## TEXTE SOURCE
########
Je n’avais aucune idée de l’impact qu’aurait mon jardin sur moi et sur mes camarades. Je me suis lancé dans ce projet sans avoir de but précis en tête. Il a suffi d’un brin de curiosité pour voir ce qui était réellement possible. Je n’ai pas simplement fait pousser un jardin, j’ai cultivé une nouvelle vie et créé un but au cours d’un déploiement qui était déjà difficile. En raison du contexte de la COVID-19, les escales se faisaient rares ou impossibles, ce qui rendait les déploiements plus difficiles que d’habitude.

Grâce à mon jardin, je me suis rendu compte de l’importance de prendre soin de soi, d’avoir un passe-temps, de la patience, quelque chose à soigner et surtout un petit bout de chez soi. Ce fût merveilleux d’être la source de stupéfaction, de curiosité et de joie des autres. Le jardin est si souvent l’origine de tant de conversations avec mes camarades qui ensuite ont dévié sur d’autres sujets. Je ne sais pas si ces conversations auraient eu lieu si ce n’avait pas été pas de mes neuf pommiers.
########
Données de localisation à un point par instance:
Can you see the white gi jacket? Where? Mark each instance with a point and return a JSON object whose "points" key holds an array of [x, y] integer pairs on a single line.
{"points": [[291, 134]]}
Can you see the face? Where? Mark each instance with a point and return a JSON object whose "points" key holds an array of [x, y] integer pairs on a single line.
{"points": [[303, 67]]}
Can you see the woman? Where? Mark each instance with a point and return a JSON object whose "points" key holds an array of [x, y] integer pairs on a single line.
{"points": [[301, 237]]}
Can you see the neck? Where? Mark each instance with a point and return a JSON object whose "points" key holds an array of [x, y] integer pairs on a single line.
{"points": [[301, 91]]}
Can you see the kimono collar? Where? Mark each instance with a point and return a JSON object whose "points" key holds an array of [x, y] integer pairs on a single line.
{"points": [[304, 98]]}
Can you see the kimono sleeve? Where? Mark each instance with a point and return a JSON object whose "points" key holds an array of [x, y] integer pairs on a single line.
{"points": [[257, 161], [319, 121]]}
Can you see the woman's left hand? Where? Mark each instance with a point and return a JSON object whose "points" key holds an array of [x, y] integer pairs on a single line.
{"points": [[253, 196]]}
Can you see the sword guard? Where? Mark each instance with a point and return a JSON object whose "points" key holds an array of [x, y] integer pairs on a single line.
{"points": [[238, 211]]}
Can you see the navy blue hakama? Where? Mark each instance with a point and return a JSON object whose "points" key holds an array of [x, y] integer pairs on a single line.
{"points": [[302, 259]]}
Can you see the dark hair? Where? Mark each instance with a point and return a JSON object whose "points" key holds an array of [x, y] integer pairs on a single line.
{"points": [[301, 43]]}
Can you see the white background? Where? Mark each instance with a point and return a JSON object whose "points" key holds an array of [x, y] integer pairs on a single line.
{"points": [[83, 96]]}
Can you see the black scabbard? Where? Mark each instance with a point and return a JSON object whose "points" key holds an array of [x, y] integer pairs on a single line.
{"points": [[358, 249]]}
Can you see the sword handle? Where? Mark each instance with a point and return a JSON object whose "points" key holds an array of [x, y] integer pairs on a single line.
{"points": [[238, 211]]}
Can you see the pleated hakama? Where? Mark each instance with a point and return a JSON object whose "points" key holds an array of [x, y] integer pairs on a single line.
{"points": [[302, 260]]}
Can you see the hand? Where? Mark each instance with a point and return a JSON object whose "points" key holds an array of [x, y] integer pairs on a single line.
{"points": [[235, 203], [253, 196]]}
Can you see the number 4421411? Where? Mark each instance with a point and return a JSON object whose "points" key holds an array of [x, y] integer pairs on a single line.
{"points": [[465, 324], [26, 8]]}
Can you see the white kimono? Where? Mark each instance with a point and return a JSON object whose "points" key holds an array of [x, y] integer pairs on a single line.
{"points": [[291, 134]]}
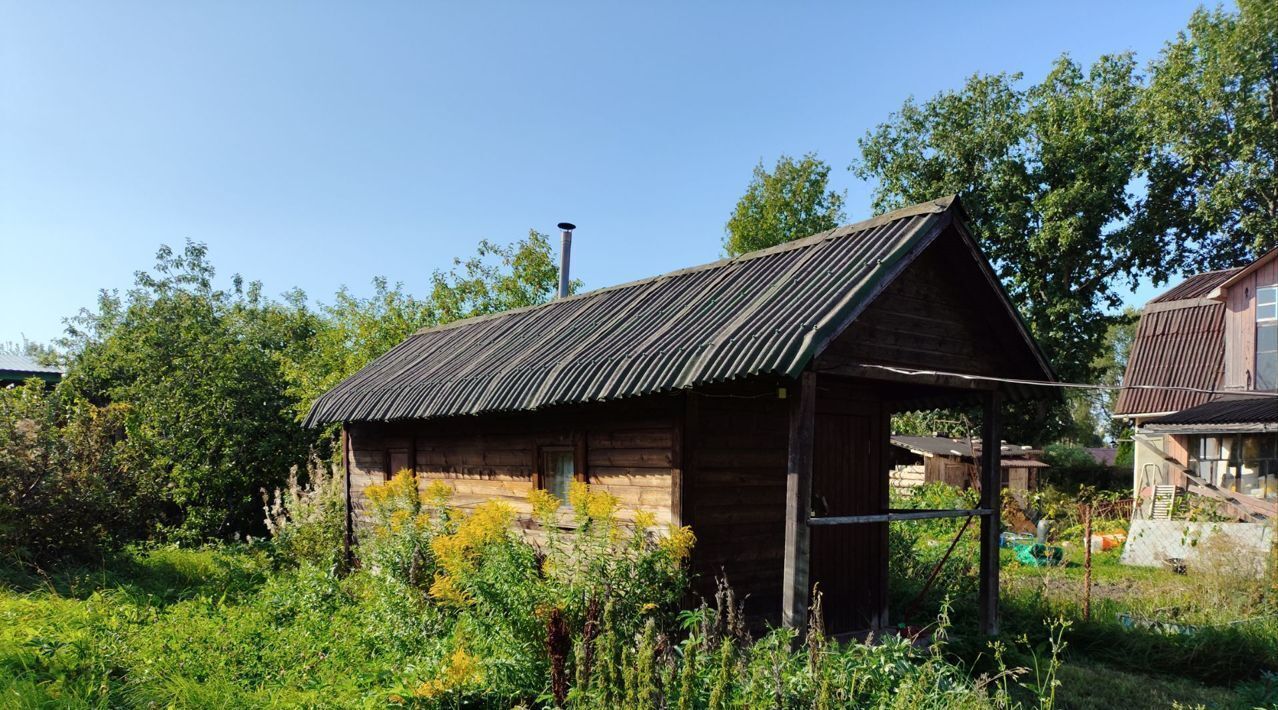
########
## CONSIGNE
Recopiez, s'il vous plaît, le passage du texte sur le jardin compris entre « Grâce à mon » et « mes neuf pommiers. » inclus, en remplaçant « pommiers » par « citronniers ».

## RÉPONSE
Grâce à mon jardin, je me suis rendu compte de l’importance de prendre soin de soi, d’avoir un passe-temps, de la patience, quelque chose à soigner et surtout un petit bout de chez soi. Ce fût merveilleux d’être la source de stupéfaction, de curiosité et de joie des autres. Le jardin est si souvent l’origine de tant de conversations avec mes camarades qui ensuite ont dévié sur d’autres sujets. Je ne sais pas si ces conversations auraient eu lieu si ce n’avait pas été pas de mes neuf citronniers.